**Supplied data:**
--------------------------------------------------

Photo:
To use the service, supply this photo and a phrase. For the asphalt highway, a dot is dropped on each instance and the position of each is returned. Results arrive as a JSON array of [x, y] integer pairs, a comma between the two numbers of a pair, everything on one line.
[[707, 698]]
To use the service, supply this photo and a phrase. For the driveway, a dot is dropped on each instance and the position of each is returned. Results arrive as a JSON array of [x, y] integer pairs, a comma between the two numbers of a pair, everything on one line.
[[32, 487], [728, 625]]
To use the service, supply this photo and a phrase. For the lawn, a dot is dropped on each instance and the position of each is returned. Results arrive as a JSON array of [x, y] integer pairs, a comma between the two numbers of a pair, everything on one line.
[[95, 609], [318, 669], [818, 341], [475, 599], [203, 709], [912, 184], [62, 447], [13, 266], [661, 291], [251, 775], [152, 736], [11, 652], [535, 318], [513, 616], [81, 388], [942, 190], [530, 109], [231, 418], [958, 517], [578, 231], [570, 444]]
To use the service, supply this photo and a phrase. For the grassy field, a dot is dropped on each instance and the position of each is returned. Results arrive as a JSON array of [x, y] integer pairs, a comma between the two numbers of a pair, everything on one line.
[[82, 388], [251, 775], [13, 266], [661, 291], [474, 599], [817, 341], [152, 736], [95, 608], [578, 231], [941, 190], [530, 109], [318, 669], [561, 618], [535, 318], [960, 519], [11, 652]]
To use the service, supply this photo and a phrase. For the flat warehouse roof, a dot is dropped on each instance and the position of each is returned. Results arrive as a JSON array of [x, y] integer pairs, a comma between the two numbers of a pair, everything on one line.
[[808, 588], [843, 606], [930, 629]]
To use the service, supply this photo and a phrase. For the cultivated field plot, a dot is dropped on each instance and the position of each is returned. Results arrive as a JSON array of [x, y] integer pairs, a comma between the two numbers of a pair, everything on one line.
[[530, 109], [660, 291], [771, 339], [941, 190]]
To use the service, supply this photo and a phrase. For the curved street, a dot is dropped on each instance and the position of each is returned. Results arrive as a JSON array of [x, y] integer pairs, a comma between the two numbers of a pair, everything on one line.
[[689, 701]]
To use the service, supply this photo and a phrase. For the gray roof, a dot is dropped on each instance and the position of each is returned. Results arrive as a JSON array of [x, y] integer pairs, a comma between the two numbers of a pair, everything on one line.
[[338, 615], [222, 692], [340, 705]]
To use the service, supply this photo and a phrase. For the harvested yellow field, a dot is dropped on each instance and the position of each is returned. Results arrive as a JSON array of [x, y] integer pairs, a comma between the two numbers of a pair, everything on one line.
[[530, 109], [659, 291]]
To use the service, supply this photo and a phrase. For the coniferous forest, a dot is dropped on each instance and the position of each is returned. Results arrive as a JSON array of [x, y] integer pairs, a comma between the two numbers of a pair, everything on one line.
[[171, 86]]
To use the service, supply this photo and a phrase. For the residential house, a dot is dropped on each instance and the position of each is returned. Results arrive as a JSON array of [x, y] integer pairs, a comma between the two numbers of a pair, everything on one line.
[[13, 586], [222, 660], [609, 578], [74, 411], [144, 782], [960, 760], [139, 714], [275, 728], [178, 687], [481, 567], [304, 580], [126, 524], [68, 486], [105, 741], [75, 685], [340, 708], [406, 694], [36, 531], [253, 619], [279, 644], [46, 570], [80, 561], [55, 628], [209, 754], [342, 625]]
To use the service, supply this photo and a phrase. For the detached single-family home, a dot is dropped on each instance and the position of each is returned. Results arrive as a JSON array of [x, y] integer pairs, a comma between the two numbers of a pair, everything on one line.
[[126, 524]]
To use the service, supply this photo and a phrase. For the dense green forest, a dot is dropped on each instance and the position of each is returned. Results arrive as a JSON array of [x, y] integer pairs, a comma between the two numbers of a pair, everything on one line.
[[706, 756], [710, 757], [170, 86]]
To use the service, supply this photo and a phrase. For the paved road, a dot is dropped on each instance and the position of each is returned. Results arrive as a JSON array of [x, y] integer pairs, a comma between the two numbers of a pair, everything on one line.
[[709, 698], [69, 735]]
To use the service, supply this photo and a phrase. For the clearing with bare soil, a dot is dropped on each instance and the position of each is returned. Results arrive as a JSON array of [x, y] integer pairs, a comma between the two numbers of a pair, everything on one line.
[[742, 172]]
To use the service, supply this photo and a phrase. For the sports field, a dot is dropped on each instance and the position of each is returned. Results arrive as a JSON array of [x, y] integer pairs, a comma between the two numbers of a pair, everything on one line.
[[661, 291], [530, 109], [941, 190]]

--------------------------------------------------

**Exercise instructions:** Copy, character for character, the lines of the listing above that run from the line holding "For the harvested" to the line holding "[[530, 109], [659, 291]]", inclusive.

**Finished exercise:**
To use the service, supply this photo and a phrase. For the harvested yellow field, a dot is dropped on each instance and the position of each is returned. Results arrive as a JSON array of [x, y] integer pairs, a comma between the two numbers of a pair, everything on one line.
[[530, 109], [659, 291]]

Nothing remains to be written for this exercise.